Texto citado:
※ ※ ※

1. Regressado de Santiago de Compostela, onde tive a oportunidade de fazer, no «Club Internacional de Prensa», uma conferência sobre «Media e Poder: mudanças e perspectivas nas relações entre política, media e comunicação», pude confirmar, mais uma vez, a enorme afectividade que nos liga e a naturalidade com que comunicamos nas nossas próprias línguas. Quase me arrependi de ter feito a conferência em espanhol. Depois, mais uma vez, pude confirmar o que sempre sinto quando vou a Espanha: a força da «calle» e da «plaza». A ocupação literal do espaço público, nos momentos de pausa. As «tapas». Um bulício humano permanente que contrasta com aquelas sociedades que se encerram no isolamento de betão para a «movida» virtual em monitor. Regresso sempre com vontade de lá voltar. Eu, que nasci ali ao lado, tão perto da bela Salamanca, e que já vivi fascinado por Roma, mas que nunca me tinha aproximado deste extraordinário país. Desta vez, quase nem me apetecia sair do Hotel: esse belíssimo Hostal Reyes Católicos, palácio monumental que integra aquele conjunto fantástico que constitui a Praça do Obradoiro. Vi lá, em Santiago, um Sisa Vieira bem interessante e vi, também, um mercado lindíssimo, o «Mercado de Abastos». Mas também devo confessar que «A Taberna do Bispo» bate tudo em «tapas». No regresso, fico sempre a olhar, cá de cima da estrada, para a beleza extraordinária da baía de Vigo.

※ ※ ※

Instruções:
A – Enumere todas as cidades mencionadas no texto sobre a viagem a Santiago de Compostela.
B – Prossiga o texto sobre a viagem a Santiago de Compostela a partir da última frase apresentada.
Os registos apresentados a seguir não têm qualquer relação com o texto.

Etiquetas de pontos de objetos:
※ ※ ※

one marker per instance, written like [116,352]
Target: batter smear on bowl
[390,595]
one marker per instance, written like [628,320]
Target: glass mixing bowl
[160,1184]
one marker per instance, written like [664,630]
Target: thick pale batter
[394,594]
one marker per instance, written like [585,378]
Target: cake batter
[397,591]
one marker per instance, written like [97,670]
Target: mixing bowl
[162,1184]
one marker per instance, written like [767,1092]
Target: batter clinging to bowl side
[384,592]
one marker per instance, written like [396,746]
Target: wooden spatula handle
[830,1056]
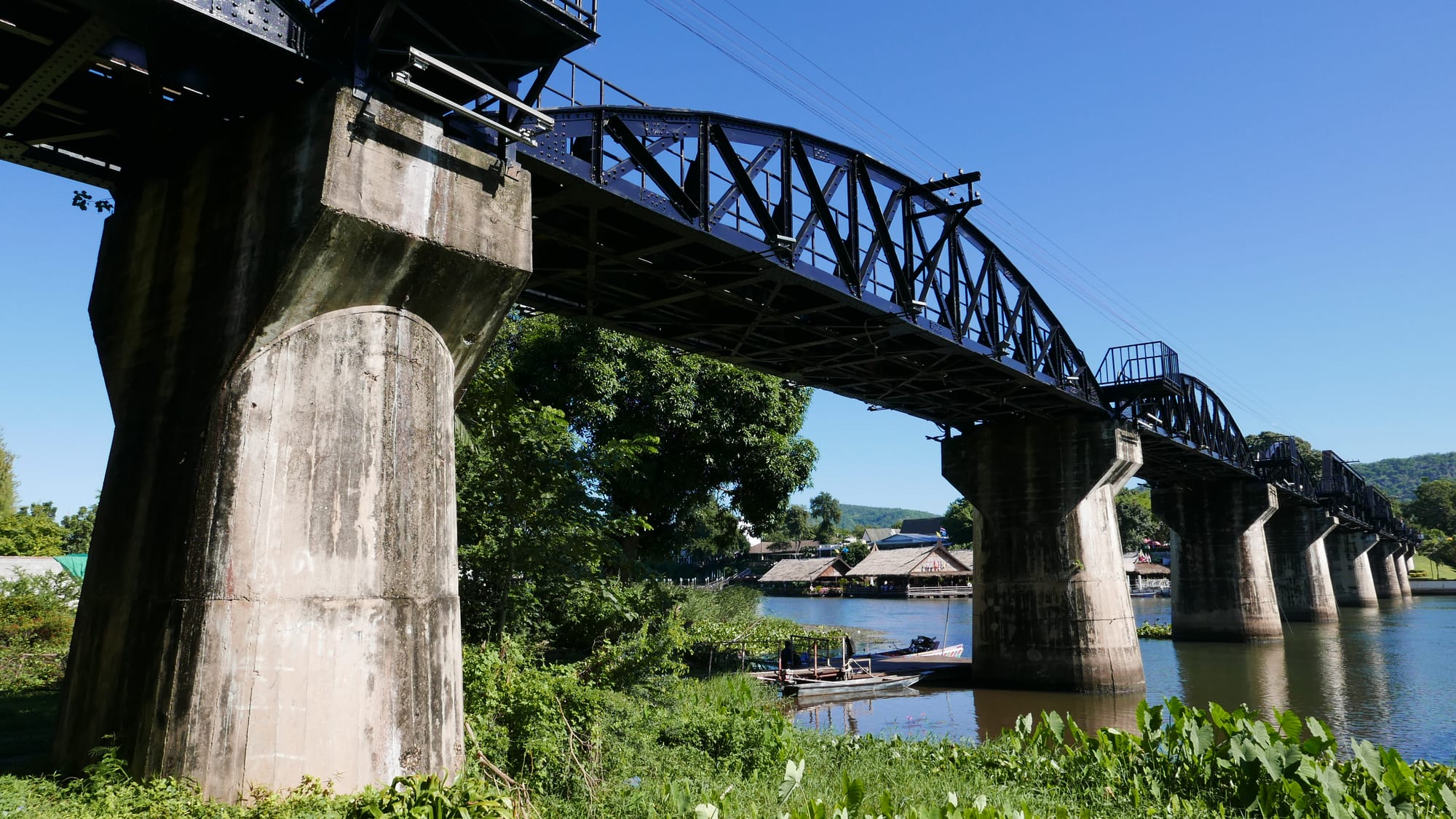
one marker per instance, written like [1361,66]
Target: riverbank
[721,748]
[624,733]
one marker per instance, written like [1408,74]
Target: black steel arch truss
[1281,464]
[1193,417]
[1346,493]
[831,215]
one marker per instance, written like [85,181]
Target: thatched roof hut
[809,570]
[934,561]
[911,573]
[966,557]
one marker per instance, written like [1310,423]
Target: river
[1385,675]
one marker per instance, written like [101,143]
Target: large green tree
[1435,505]
[960,522]
[723,433]
[532,523]
[826,509]
[79,529]
[1136,521]
[8,483]
[797,523]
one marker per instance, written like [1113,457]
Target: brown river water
[1387,675]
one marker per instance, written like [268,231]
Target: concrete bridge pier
[1302,585]
[1350,554]
[1052,605]
[1224,583]
[1403,567]
[1384,570]
[286,314]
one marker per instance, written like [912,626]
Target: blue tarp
[899,541]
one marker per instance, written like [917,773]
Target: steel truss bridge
[745,241]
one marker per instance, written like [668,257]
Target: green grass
[1435,570]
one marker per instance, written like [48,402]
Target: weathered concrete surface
[1349,554]
[1052,605]
[1403,567]
[1224,583]
[285,318]
[1297,542]
[1384,570]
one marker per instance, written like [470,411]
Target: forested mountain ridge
[1400,475]
[877,516]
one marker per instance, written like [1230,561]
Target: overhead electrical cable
[1106,299]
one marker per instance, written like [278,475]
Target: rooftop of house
[899,563]
[804,570]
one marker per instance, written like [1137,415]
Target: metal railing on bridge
[1144,385]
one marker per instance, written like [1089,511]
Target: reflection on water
[1380,673]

※ ※ ※

Respostas do exercício:
A – Santiago de Compostela, Salamanca, Roma e Vigo.

B –
2. Do lado de lá do Atlântico (estou a escrever antes de serem conhecidos os resultados), pode chegar-nos a mudança nesse grande País que é os Estados Unidos. Estamos todos ansiosos, até porque, depois de tantos problemas de impacto mundial (do petróleo à crise financeira, ao Iraque), em muito devidos a erros de opção política dos EUA, se espera que uma mudança possa melhorar as coisas. Não que um homem possa resolver todos os problemas, mas certamente porque esse homem pode significar uma mudança nas opções políticas desse grande país. Claro, tal como os homens não podem, só com a força da vontade, mudar radicalmente os sistemas, também os sistemas não sobrevivem só por si sem a «animação» dos homens. Uma coisa é certa: estas eleições demonstram à exaustão que hoje se vive em campanha permanente e que estamos perante uma extrema personalização da política. E essa personalização só a televisão a pode dar. A política «broadcasting» continua a ser dominante. Mas também é verdade que as relações interpessoais (agora com os novos meios digitais) vêm ganhando um novo fôlego.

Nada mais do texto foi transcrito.